WHAT YOU HAVE TO DO →
Extract the full passage on May 68 and the student struggles, reproducing it word for word.

EXTRACT PROVIDED →
##########
Obviously, if we are to grasp this reality fully, it is no good looking at it naively. Above all, it is useless to look for a narrow relationship of cause and effect, limited locally to particular countries or particular branches of industry. This reality's foundations, and the causes that determine its evolution in the final instance, are only to be found globally, on the scale of the world economy. Looked at in this way, the movement of student struggles in every town in the world reveals its fundamental meaning, but also its limitations. If the student struggles in May were able to serve as a detonator for the vast movement of factory occupations, it is because, with all their specificities, they were no more than the forerunners of a deteriorating situation at society's core: in production, and the relations of production.

The full significance of May 68 is that it was one of the most important reactions by the mass of workers to a deteriorating world economic situation.

Consequently, it is wrong to say, as the author of this book does, that "The revolutionary upheaval did not spring from the economic crisis; on the contrary, it helped to create a situation of crisis in the economy" and that "once this economy has been disturbed by the negative forces of its historic overcoming, it must function less well".
##########
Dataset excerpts

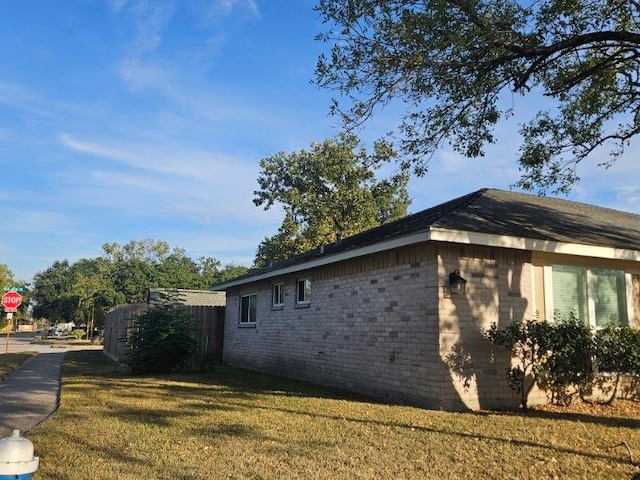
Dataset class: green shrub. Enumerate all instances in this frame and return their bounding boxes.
[121,292,198,374]
[595,323,640,403]
[485,319,553,410]
[485,314,640,409]
[539,313,595,405]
##########
OUTPUT FOR THIS TASK →
Obviously, if we are to grasp this reality fully, it is no good looking at it naively. Above all, it is useless to look for a narrow relationship of cause and effect, limited locally to particular countries or particular branches of industry. This reality's foundations, and the causes that determine its evolution in the final instance, are only to be found globally, on the scale of the world economy. Looked at in this way, the movement of student struggles in every town in the world reveals its fundamental meaning, but also its limitations. If the student struggles in May were able to serve as a detonator for the vast movement of factory occupations, it is because, with all their specificities, they were no more than the forerunners of a deteriorating situation at society's core: in production, and the relations of production.

The full significance of May 68 is that it was one of the most important reactions by the mass of workers to a deteriorating world economic situation.

Consequently, it is wrong to say, as the author of this book does, that "The revolutionary upheaval did not spring from the economic crisis; on the contrary, it helped to create a situation of crisis in the economy" and that "once this economy has been disturbed by the negative forces of its historic overcoming, it must function less well".